§ **EXERCICE BREF 1**
Extrayez des enregistrements ci-dessous chaque ligne contenant la chaîne « green », en la recopiant intégralement.

-*-*-

Pour alimenter notre passion, il y avait pléthore de librairies et de bouquineries tenues par des êtres exceptionnels appelés « libraires et bouquinistes ». C’étaient à la fois les gardiens et les grands prêtres de temples aux colonnes de cuir, de papier et d’images. Un parfum unique, concoction d’encre, de poussière, de peaux tannées, de papier sec ou vaguement humide, flottait dans l’édifice sacré, enivrant peu à peu le chaland peu aguerri encore à la fréquentation de l’endroit ou ravissant celui qui, peu à peu, était devenu pratiquant fidèle, à se fondre dans les rayonnages. Parfois un fumet de matou, engagé là à la fonction de tueur de souris — ces Attila du papier — s’élevait de quelques recoins obscurs. Qu’importe, l’air du Livre valait tous les grands airs du Monde.

-*-*-

§ **EXERCICE BREF 2**
Reproduisez à l'identique le passage de l'extrait sur les librairies qui commence à « Pour alimenter notre » et se termine à « airs du Monde. ».

-*-*-

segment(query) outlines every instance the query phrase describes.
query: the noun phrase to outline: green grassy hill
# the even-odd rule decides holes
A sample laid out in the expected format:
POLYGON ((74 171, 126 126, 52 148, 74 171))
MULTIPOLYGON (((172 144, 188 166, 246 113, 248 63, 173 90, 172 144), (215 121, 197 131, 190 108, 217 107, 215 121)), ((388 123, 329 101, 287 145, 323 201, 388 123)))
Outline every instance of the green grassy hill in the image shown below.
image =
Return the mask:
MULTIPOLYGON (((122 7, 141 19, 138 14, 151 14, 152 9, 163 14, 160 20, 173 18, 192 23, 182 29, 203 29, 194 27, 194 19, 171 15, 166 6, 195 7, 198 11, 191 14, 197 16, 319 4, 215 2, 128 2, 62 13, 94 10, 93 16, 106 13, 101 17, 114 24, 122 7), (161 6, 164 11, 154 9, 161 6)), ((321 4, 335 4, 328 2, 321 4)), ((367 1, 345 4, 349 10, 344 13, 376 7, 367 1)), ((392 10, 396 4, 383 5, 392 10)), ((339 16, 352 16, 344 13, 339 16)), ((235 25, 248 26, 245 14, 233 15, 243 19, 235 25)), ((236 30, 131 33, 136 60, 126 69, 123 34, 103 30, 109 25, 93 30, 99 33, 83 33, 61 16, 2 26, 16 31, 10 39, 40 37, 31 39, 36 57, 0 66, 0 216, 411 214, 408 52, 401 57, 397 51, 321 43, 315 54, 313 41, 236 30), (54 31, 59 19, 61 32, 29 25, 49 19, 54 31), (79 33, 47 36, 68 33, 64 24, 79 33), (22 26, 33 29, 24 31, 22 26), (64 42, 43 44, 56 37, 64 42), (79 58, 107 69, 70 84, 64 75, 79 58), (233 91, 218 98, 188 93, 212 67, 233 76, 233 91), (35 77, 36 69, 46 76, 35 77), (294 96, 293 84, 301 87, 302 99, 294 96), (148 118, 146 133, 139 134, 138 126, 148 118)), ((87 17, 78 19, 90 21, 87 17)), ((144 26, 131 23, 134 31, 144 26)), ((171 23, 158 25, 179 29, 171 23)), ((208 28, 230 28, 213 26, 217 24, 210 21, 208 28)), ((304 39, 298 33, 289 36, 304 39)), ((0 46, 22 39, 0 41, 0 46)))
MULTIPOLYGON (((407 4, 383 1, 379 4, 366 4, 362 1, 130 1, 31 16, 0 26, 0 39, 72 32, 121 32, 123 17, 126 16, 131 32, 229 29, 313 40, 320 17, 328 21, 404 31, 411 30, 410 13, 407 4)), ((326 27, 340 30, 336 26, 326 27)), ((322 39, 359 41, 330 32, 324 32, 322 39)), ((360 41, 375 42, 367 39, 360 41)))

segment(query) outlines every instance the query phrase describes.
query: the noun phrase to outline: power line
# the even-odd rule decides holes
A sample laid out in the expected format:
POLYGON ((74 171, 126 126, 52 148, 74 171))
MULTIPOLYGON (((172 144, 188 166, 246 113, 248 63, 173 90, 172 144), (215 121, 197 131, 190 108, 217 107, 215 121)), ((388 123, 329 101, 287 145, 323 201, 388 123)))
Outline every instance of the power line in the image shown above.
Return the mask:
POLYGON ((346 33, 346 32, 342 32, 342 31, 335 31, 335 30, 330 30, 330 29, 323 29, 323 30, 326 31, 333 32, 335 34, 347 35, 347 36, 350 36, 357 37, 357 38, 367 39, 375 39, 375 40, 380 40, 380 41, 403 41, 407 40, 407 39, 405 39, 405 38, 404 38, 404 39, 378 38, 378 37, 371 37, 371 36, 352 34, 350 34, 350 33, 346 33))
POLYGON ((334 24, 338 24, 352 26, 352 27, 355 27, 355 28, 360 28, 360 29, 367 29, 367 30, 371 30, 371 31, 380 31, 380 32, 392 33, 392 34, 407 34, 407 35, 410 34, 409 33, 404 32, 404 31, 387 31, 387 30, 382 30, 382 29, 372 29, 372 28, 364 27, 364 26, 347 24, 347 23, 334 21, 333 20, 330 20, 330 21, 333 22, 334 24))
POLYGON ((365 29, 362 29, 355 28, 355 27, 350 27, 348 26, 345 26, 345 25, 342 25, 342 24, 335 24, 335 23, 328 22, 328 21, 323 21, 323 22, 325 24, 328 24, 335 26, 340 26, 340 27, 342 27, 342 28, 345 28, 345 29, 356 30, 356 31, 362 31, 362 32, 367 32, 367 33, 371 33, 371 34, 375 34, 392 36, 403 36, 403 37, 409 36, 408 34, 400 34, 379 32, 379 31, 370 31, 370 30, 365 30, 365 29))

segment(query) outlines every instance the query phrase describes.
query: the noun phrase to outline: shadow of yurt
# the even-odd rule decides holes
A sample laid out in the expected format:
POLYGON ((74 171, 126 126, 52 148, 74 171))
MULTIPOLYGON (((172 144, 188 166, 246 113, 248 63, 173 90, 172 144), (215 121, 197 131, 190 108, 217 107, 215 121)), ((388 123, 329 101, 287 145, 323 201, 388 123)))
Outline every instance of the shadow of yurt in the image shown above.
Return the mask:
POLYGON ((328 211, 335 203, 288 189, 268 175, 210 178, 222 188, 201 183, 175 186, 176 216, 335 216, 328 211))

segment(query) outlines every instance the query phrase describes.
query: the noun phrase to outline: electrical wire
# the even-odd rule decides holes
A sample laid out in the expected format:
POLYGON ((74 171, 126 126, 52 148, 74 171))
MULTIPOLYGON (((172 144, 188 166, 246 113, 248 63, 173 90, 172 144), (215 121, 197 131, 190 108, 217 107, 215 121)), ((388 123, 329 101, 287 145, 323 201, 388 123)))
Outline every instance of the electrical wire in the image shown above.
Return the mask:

-*-*-

§ **RÉSULTAT OBTENU 1**
query: the noun phrase to outline: green grassy hill
Outline every instance of the green grassy hill in the image shown below.

§ **RÉSULTAT OBTENU 2**
Pour alimenter notre passion, il y avait pléthore de librairies et de bouquineries tenues par des êtres exceptionnels appelés « libraires et bouquinistes ». C’étaient à la fois les gardiens et les grands prêtres de temples aux colonnes de cuir, de papier et d’images. Un parfum unique, concoction d’encre, de poussière, de peaux tannées, de papier sec ou vaguement humide, flottait dans l’édifice sacré, enivrant peu à peu le chaland peu aguerri encore à la fréquentation de l’endroit ou ravissant celui qui, peu à peu, était devenu pratiquant fidèle, à se fondre dans les rayonnages. Parfois un fumet de matou, engagé là à la fonction de tueur de souris — ces Attila du papier — s’élevait de quelques recoins obscurs. Qu’importe, l’air du Livre valait tous les grands airs du Monde.